Excerpts from a detection dataset:
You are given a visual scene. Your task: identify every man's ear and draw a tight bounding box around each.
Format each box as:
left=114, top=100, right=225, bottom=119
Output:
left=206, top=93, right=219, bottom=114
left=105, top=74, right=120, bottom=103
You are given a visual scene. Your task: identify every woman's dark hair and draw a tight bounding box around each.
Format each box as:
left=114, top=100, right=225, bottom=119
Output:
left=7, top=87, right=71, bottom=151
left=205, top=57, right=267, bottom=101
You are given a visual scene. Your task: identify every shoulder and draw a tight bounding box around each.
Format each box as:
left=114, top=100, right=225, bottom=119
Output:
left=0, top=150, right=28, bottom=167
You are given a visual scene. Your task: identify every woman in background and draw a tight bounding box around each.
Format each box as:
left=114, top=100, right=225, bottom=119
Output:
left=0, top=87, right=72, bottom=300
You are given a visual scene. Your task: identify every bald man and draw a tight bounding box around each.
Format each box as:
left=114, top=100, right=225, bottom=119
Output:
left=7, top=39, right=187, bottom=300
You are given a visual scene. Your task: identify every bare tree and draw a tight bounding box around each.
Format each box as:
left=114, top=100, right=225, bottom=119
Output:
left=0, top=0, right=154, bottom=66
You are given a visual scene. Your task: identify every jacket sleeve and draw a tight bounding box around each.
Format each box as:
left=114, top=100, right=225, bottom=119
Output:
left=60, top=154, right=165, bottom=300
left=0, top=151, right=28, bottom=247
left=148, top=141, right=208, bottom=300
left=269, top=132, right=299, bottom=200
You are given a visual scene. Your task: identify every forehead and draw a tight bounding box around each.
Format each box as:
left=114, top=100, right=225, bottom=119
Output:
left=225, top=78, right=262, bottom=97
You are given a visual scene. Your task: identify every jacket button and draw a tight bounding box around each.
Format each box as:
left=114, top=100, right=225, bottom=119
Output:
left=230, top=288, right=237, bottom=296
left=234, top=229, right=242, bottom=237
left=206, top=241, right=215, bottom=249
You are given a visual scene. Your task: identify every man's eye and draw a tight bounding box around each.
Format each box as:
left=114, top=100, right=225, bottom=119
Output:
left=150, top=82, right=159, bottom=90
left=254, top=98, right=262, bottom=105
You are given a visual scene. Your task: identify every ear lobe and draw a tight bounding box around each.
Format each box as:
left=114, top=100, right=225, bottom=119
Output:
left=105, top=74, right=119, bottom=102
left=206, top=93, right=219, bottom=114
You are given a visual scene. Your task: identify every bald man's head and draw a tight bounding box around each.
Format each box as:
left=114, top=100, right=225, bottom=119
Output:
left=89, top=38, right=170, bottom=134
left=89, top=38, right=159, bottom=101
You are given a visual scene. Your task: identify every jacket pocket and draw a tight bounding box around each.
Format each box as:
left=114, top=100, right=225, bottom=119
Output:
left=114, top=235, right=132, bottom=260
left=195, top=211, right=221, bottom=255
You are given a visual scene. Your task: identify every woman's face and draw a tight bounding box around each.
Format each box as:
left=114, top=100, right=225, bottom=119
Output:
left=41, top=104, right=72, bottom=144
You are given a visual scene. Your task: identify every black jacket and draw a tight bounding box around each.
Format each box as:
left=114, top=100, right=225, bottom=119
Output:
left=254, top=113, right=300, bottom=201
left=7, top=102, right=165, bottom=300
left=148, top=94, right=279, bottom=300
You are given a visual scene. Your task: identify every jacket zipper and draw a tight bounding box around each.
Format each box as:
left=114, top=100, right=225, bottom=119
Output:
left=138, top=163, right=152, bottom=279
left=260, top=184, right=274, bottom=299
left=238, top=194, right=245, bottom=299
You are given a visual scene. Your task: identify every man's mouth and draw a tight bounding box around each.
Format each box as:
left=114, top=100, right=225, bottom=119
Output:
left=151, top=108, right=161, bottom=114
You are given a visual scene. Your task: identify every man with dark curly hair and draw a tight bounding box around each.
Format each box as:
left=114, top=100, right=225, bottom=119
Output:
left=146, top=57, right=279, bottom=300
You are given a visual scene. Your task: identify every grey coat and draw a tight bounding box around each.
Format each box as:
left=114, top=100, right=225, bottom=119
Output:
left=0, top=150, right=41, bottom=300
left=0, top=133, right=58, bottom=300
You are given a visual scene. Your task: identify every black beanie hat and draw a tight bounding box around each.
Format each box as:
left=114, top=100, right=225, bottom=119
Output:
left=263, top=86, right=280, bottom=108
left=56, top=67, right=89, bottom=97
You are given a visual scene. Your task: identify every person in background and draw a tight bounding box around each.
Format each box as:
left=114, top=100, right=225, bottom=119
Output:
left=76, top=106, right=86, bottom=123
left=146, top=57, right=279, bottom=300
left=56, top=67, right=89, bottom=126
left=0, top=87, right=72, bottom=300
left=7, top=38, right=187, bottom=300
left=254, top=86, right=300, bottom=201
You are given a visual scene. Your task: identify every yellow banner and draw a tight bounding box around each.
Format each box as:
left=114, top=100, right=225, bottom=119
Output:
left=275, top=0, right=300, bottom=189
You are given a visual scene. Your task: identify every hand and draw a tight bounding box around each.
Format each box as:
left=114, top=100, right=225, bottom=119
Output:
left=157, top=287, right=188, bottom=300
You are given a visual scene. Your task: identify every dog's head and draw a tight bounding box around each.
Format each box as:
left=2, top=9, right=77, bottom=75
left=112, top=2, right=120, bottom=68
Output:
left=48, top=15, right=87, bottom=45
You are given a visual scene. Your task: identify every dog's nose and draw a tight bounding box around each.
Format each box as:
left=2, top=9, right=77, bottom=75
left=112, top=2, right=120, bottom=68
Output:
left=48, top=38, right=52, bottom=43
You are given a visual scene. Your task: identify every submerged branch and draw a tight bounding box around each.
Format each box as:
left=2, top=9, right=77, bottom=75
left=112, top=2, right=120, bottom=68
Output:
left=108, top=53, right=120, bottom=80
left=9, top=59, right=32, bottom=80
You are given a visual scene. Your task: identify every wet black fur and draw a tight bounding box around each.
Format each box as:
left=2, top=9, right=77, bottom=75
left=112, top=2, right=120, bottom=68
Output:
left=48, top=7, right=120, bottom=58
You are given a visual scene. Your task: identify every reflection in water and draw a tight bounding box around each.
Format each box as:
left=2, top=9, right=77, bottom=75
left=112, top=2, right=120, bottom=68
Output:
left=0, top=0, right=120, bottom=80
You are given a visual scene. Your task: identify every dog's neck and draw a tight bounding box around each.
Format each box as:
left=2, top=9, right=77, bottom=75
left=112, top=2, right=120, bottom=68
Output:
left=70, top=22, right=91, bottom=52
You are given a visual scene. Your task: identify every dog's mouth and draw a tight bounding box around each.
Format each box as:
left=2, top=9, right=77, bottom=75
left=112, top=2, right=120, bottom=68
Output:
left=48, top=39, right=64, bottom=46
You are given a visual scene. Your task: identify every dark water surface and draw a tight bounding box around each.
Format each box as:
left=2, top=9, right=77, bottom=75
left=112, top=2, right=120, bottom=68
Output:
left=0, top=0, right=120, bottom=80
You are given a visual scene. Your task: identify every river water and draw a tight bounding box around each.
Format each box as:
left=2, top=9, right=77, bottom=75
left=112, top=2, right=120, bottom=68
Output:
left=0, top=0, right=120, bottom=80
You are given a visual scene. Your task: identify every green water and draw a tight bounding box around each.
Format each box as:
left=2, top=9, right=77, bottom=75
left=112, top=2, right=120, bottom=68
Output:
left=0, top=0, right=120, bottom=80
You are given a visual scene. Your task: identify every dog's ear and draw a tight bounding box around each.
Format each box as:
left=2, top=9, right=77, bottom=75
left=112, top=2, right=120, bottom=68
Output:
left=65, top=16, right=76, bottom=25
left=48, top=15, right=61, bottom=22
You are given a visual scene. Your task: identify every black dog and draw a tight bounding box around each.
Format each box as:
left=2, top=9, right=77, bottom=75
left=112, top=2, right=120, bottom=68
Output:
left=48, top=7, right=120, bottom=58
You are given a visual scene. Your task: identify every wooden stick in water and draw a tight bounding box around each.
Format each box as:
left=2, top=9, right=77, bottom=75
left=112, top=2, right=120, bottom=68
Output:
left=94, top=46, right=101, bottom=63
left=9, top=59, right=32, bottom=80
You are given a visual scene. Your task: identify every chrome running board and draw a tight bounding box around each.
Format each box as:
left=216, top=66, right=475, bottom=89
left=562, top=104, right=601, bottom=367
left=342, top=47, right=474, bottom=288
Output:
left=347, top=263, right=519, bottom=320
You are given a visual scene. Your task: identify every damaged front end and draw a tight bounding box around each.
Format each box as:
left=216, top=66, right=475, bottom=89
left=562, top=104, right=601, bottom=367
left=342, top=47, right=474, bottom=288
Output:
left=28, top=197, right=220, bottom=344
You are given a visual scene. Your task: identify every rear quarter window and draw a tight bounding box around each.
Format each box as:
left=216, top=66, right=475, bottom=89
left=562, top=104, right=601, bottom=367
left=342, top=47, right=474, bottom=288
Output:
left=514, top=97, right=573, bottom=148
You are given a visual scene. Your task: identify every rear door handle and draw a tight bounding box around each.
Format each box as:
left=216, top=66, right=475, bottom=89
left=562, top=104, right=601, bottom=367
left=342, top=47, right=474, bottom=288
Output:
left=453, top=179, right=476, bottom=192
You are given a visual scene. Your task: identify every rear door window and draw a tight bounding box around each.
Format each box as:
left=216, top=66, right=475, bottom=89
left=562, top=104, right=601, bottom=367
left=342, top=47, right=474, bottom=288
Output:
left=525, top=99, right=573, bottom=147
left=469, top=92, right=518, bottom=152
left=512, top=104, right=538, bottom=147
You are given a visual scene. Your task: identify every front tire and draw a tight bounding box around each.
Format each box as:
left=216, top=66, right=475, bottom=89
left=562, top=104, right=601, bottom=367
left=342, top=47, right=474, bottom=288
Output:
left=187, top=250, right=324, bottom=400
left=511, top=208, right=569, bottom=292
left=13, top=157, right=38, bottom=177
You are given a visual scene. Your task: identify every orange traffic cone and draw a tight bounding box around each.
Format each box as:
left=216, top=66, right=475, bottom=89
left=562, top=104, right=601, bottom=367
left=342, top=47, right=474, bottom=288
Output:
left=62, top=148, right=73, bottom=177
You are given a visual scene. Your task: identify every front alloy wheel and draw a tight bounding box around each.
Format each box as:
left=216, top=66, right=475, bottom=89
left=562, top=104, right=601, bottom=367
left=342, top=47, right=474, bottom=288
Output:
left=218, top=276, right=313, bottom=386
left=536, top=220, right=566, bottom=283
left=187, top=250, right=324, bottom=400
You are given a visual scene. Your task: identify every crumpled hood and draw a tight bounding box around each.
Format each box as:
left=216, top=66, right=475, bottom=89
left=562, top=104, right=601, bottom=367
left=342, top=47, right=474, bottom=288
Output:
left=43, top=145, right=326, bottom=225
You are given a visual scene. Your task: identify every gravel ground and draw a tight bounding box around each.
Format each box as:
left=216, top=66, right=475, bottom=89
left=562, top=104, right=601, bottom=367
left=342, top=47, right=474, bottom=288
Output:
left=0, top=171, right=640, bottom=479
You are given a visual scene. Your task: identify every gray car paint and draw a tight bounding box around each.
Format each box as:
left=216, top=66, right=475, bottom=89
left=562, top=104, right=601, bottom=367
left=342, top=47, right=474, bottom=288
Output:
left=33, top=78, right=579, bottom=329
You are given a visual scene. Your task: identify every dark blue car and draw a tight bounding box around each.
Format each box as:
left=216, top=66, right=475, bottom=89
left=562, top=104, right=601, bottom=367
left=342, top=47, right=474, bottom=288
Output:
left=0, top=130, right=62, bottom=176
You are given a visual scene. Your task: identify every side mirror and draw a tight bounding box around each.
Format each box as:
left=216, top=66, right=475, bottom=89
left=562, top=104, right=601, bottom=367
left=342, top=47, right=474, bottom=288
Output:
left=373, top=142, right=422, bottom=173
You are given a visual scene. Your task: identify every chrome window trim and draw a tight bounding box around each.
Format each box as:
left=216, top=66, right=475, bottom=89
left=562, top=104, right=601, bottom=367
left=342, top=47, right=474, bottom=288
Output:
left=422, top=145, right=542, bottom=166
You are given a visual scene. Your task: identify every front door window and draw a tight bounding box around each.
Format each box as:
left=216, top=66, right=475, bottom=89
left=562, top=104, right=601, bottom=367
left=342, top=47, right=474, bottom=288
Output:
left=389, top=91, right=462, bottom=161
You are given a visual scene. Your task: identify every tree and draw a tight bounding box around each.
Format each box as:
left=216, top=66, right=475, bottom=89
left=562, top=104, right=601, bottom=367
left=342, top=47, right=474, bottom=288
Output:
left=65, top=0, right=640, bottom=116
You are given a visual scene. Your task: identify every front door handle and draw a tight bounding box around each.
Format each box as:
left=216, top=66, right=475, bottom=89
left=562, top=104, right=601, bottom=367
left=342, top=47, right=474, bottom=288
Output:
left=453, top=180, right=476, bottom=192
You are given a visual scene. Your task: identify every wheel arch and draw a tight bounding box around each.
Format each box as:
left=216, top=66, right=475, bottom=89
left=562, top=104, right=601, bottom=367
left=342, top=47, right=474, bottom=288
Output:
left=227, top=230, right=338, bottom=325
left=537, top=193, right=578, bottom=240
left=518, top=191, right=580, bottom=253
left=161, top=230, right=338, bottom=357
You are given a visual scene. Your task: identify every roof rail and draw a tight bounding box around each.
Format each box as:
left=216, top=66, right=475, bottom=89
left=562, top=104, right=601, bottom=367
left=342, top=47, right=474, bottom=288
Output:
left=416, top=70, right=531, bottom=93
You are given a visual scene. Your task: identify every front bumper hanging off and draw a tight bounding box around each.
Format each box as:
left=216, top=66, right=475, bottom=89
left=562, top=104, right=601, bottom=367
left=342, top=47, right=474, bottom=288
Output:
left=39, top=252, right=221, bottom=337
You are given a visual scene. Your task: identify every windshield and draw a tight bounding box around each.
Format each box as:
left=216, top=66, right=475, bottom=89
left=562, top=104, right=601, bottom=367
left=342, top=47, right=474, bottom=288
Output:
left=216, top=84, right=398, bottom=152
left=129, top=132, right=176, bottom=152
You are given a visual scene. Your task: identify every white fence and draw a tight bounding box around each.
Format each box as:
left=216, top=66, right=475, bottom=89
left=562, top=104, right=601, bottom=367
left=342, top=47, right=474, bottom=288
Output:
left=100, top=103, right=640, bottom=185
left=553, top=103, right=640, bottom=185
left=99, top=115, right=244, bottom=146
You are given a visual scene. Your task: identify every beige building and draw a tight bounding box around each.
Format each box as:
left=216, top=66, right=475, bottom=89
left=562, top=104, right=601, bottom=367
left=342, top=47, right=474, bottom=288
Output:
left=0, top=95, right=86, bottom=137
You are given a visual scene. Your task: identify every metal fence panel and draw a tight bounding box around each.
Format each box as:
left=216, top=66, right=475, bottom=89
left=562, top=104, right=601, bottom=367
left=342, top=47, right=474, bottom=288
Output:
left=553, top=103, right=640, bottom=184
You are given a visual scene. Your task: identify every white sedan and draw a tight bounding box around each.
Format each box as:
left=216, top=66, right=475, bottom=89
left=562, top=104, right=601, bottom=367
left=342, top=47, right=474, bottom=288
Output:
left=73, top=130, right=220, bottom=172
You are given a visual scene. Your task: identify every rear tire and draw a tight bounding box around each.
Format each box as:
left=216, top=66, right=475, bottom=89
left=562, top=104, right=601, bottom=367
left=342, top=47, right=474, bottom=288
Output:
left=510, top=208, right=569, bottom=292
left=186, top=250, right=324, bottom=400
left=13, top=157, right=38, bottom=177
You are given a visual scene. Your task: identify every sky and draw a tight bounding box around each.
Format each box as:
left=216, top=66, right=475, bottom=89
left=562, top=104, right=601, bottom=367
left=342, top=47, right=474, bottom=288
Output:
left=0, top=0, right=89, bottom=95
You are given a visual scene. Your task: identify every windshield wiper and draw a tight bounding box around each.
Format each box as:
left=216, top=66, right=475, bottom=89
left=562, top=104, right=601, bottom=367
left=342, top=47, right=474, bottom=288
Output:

* _Given request_
Rewrite everything in the data from the line containing "front door window" down to the line containing "left=39, top=252, right=221, bottom=337", swapping "draw a tight bounding box" for "place a snug bounding box" and leaving all else unchanged. Give only those lines.

* _Task solution_
You are given a visual scene. Your task: identify every front door window and place a snug bounding box around each.
Format each box as:
left=216, top=66, right=475, bottom=89
left=562, top=104, right=601, bottom=367
left=342, top=47, right=474, bottom=288
Output:
left=389, top=91, right=462, bottom=161
You are given a visual scene. Your task: identify every tree and place a snug bounding box around each.
Format each box as:
left=216, top=66, right=475, bottom=89
left=562, top=104, right=601, bottom=367
left=342, top=47, right=474, bottom=288
Output:
left=65, top=0, right=640, bottom=116
You are given a visual scene. Your task: identify every front door handle and place a snug bounding box around each.
Format each box as:
left=216, top=66, right=475, bottom=89
left=562, top=104, right=601, bottom=367
left=342, top=47, right=474, bottom=288
Output:
left=453, top=180, right=476, bottom=192
You are given a visual scene. Your task: identify every wheel arch and place a snug bounding box around each.
Format each box as:
left=216, top=66, right=475, bottom=89
left=562, top=104, right=601, bottom=367
left=342, top=47, right=474, bottom=288
Output:
left=227, top=230, right=338, bottom=325
left=537, top=193, right=578, bottom=240
left=518, top=191, right=580, bottom=253
left=161, top=230, right=338, bottom=357
You are given a visual scene. Your task: identify every roof rail and place a snug bounding box around each.
Format each box as:
left=216, top=66, right=475, bottom=89
left=562, top=104, right=601, bottom=367
left=342, top=47, right=474, bottom=288
Output:
left=416, top=70, right=531, bottom=93
You are given a visual scene. Your task: identify every front bumper hanging off and place a snug bounding box around each.
Format each box as:
left=216, top=66, right=475, bottom=89
left=562, top=104, right=601, bottom=367
left=342, top=47, right=474, bottom=288
Output:
left=39, top=252, right=221, bottom=337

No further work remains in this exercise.